> How to complete this task
Images are not part of the copy; transcribe all the data exactly.

***** Dataset records *****

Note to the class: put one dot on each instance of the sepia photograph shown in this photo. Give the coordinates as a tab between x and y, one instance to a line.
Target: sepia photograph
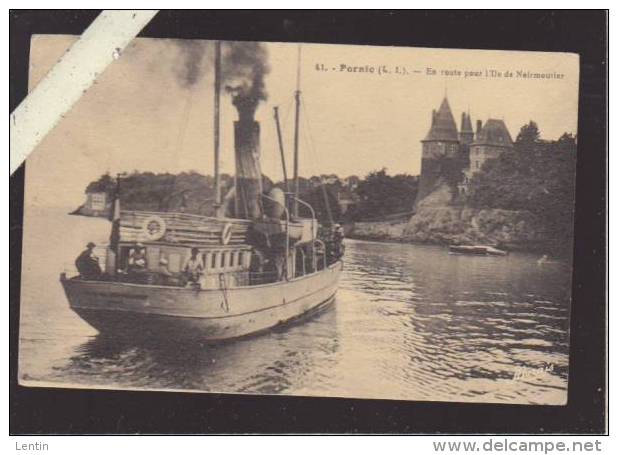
316	220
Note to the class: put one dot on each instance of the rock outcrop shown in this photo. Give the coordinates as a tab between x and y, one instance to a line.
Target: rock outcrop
459	225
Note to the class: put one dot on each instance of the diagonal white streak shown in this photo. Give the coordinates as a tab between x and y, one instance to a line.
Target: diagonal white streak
101	43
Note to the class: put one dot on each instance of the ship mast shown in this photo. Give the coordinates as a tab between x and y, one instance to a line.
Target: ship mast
296	125
218	205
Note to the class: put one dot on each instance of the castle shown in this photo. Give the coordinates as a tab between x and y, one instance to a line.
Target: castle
451	158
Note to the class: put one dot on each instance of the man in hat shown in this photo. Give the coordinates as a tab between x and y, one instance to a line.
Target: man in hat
165	276
88	264
137	259
193	267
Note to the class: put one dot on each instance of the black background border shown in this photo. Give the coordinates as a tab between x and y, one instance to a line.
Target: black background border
65	411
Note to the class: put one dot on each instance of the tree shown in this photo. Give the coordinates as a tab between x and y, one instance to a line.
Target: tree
381	194
539	177
528	136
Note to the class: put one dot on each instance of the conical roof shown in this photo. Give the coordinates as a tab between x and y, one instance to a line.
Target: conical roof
494	132
443	127
466	123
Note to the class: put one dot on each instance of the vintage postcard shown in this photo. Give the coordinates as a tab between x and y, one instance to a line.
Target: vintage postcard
314	220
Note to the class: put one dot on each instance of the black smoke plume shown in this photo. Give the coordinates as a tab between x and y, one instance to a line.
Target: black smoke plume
244	66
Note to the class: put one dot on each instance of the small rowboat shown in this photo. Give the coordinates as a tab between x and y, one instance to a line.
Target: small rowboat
478	250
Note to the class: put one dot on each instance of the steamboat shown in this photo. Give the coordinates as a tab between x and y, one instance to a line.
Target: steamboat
263	260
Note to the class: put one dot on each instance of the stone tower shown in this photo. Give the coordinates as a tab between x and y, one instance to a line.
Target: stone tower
442	141
466	133
492	139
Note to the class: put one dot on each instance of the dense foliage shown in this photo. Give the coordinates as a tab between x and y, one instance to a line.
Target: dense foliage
381	194
538	176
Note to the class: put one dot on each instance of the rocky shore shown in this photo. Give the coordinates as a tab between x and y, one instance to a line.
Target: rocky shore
514	230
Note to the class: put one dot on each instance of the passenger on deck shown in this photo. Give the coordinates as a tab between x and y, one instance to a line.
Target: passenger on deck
338	241
137	259
165	276
88	264
194	266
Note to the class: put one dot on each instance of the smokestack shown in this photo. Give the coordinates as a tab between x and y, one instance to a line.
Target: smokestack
248	171
244	69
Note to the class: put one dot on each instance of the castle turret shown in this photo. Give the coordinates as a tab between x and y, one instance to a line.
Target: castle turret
466	133
491	140
441	141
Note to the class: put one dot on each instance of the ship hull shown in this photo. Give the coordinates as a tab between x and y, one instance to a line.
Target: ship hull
136	310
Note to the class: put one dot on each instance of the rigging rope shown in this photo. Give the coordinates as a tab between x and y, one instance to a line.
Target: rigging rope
314	156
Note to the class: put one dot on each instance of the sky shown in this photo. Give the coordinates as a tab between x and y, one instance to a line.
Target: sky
143	114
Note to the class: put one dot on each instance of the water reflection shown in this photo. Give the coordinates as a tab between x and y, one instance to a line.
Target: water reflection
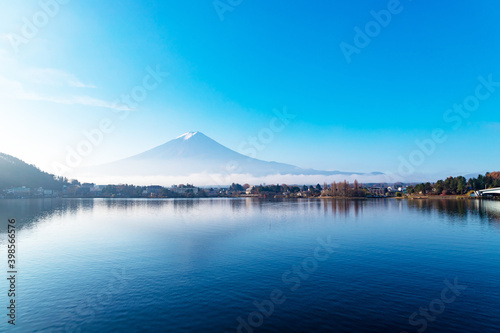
27	212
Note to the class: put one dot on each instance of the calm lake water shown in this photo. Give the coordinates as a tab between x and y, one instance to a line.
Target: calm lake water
248	265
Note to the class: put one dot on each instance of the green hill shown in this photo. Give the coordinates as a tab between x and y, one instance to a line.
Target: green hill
16	173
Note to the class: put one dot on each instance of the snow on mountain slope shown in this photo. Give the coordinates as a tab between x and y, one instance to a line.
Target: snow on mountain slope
194	153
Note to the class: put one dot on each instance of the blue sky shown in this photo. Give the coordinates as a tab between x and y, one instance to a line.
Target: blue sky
227	76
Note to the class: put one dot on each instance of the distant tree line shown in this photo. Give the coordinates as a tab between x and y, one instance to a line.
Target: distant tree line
457	185
16	173
344	189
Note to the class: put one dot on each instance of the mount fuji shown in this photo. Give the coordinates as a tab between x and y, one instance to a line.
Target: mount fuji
194	157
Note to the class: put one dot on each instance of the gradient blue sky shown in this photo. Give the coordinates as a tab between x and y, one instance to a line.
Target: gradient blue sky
226	77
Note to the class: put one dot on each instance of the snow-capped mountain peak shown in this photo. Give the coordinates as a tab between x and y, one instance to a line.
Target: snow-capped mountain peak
187	135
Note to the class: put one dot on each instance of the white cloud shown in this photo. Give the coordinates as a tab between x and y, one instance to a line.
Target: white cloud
50	76
10	89
19	82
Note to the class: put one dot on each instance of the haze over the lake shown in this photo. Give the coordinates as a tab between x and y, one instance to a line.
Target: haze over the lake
407	88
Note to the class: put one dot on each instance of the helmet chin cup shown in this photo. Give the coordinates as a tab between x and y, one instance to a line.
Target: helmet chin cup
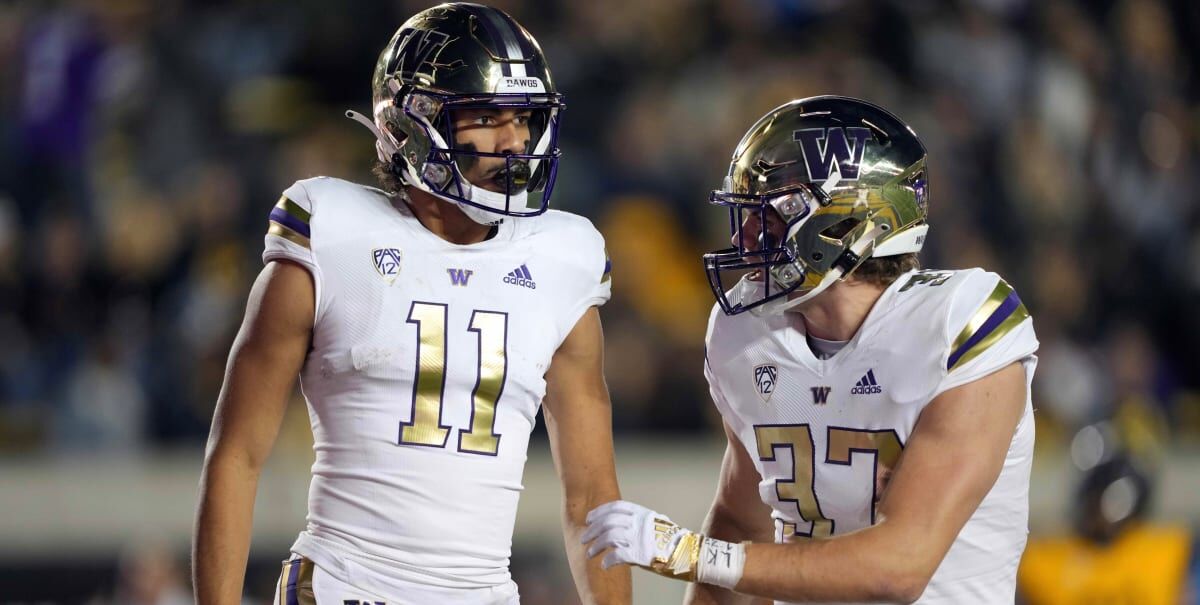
436	174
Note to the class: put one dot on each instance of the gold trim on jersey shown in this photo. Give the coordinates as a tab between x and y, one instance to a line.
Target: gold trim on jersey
293	209
303	589
288	234
983	330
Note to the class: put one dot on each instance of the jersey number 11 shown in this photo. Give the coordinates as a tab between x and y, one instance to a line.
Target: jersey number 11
430	379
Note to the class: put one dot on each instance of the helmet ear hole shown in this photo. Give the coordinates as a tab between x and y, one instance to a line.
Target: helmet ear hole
839	229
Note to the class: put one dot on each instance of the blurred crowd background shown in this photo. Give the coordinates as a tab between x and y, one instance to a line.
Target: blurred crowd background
143	144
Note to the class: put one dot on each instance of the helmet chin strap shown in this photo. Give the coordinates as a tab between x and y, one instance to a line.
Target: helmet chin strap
863	247
385	147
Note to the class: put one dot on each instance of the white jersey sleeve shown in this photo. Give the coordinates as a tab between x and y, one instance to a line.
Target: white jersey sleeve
988	328
585	246
289	233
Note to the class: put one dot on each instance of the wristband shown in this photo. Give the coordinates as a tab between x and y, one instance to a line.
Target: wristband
720	563
682	558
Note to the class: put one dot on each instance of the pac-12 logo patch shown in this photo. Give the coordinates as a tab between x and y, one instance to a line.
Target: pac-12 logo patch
765	378
387	262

*****

> Response to the task
Note to the class: put one dot on each instance of the sepia photograph shown in this photo. Give the coordinates as a tab between x and y, one instance to a line.
Target: sepia photograph
316	220
Note to the class: put one dot on each instance of the rock outcrop shown in this photo. Give the coordinates as a tab between x and y, one instance to a line.
Target: rock outcrop
459	225
Note to the class: put one dot on each instance of the diagonal white streak shown in this photo. Give the coordinates as a tab between x and y, one instance to a line.
Target: diagonal white streak
101	43
Note to the class: put one dot on each instance of the ship mast shown in this photo. Give the coordinates as a tab between x and y, one instance to a line.
Target: ship mast
296	125
218	205
Note to the class: put one dot on each instance of the castle shown in this photo. Give the coordinates as a tab between x and y, one instance to a line.
Target: castle
451	158
Note to the class: put one dot on each instance of the man in hat shown in this photo. Give the coordinates as a tab between x and y, one instance to a line.
Target: man in hat
165	276
88	264
137	259
193	267
Note to the class: put one dot on each instance of the black background border shown in this photo. Give the coordinates as a tab between x and y, one instance to a line.
Target: black background border
65	411
Note to the class: put one dot on each instance of the tree shown in this photo. Give the coordinates as a tab between x and y, one instance to a line.
Target: tree
381	194
539	177
528	136
Note to the class: put one dot on each instance of the conical roof shown in this photo. Give the coordinates as a tab between x and y, one instance to a line.
Target: conical roof
494	132
443	127
466	123
Note to the class: put one dot on each instance of the vintage postcard shown in this photo. Give the coordinates as a tab between x and y, one instance to a line.
Target: vintage postcard
314	220
Note to the class: put one dot on each instance of the black smoke plume shown in this photo. Give the coordinates as a tab between x and y, one instance to a line.
Target: black smoke plume
244	66
Note to the class: put one dot on each instance of the small rowboat shown in this photo. Give the coordinates as a tab between x and y, one instance to a line.
Target: small rowboat
478	250
Note to the class: put one dot on each instance of the steamboat shown in this photo. Give the coordinates as a tab between x and y, one instance to a line.
Target: steamboat
263	260
Note to the class: put one dot on each instance of the stone tower shown in this photo. Give the coordinates as a tab between x and y, one instance to a line.
Target: stone tower
442	141
466	133
492	139
Note to the class: put one dot on each instance of the dense foliage shown in this photo. Give the coordinates as a tab between x and y, one instance to a line.
Target: dense foliage
381	194
538	176
Note to the class: put one dot on each instance of the rocky shore shown in this photo. Give the coordinates as a tab between x and y, one instance to a line.
Target: rocky shore
514	230
Note to the class: put one dot on each instance of the passenger on deck shown in this photo. Give the coordinates as a tab between x and y, one instance to a line.
Target: passenger on deck
338	241
137	259
165	276
88	264
194	266
Note to the class: put one dot on each instance of the smokestack shown in this photo. Give the coordinates as a tab between x and y, one instance to a line.
Target: smokestack
248	171
244	69
Note to the class: put one dot on each instance of the castle turret shown in this photo. Give the coordinates as a tab between x and y, one instance to a line.
Target: castle turret
466	133
491	140
441	141
Note to the class: put one dot on each instance of the ship hull shown in this photo. Give the coordinates as a tab between x and y, one instance to a line.
Target: ship hull
136	310
Note to the class: put one dot on each instance of the rigging rope shown in this photo. Give the coordinates as a tab between x and y, one instance to a line.
Target: rigging rope
314	156
Note to the class: put one dot on each instance of the sky shown in this photo. Give the coordinates as a tab between x and y, one instance to a line.
Target: sky
143	114
Note to the class: put one dot on each instance of the water reflection shown in this photo. Give the coordinates as a tab between x and y, one instance to a line.
Target: water reflection
27	212
Note to the class: put one dot on each instance of the calm lake water shown in this photo. Give the coordinates as a tab between x and y, one instance to a line.
Target: calm lake water
248	265
Note to the class: put one dot on each instance of the green hill shown in this photo. Give the coordinates as a tab between x and y, one instance to a line.
Target: green hill
16	173
Note to the class: put one dot on each instance of the snow on mountain slope shown in this photo. Give the coordinates as a tab between x and y, one instance to a line.
Target: snow on mountain slope
194	153
Note to the class: put one dot on each instance of the blue sky shown in this photo. Give the coordinates as a tab between x and y, one instance to a line.
Target: blue sky
227	76
Note to the class: put one dot on each instance of the distant tree line shown in this photo. Give the coordinates as a tab between x and y, one instance to a line.
Target: distant tree line
457	185
16	173
344	189
Note to the class: put one dot on each instance of the mount fuji shown in this photo. Give the coordinates as a tab between x and y, one instance to a line.
Target: mount fuji
194	157
Note to the class: put one dot on each instance of the gradient blue sky shown in this photo. Give the coordinates as a tab between x and y, one instance to a line.
Target: gradient blue sky
226	77
Note to the class: put one dot on each instance of the snow-capped mountain peak shown in this photo. Give the coordinates as a tab between x and y, one instance to a line.
Target: snow-capped mountain peak
187	135
Note to the class: put one dot on each instance of the white cloud shown in this photo. Give the coordinates as a tab between x and y, one instance to a line.
Target: white cloud
50	76
10	89
19	82
Note to the class: put one dot on each instance of the haze over the lake shown in this photo. Give the coordinates as a tab between x and y, one instance to a line.
Target: haze over the lake
407	88
Note to the class: put one dot on each instance of the helmet chin cup shown in this photo. Give the coordinates as a tab between x and y, one instance to a line.
Target: helmet chin cup
436	174
Note to the class: put one dot on each instance of the gold trim on jersey shown in this photo. Give the coordinates as a tab between x and y, one instance to a line.
Target: gold trim on jersey
293	209
303	589
288	234
983	330
Note to the class: put one dot on each instance of the jersey number 11 shown in this photo. Give the coordinates as a tab between x and y, one instance to a line.
Target: jersey number 11
430	379
Note to the class: put one dot on each instance of the helmet ear hole shown in this photo. Give the coordinates as a tab between x and y, one instance to a line.
Target: helmet ear hole
839	229
Note to the class: put one dot on each instance of the blurred crowd background shown in this photo. Give the coordinates as a tab between x and y, one instance to a line.
Target: blurred crowd background
143	144
Note to the class: put one dot on each instance of the helmet chin strap shown in this photo. Give the coordinates as a tab between x and y, one instance to a line.
Target: helmet chin strap
863	247
385	147
Note to the class: put one dot on each instance of the white jersey sleeve shown in this photo. Give the coordinates as a tab between x and y, one instance to a line.
Target: white jersey sleeve
988	328
585	246
289	233
Note to the class: put one dot on each instance of the wristband shown in this photo. Give the coordinates as a tab between x and y, one instance to a line.
Target: wristband
720	563
682	558
Note to the class: put one dot on each instance of the pac-12 logo patch shown in this photo. Give the coordinates as a tab between x and y, one instance to a line.
Target: pac-12 logo patch
765	378
387	262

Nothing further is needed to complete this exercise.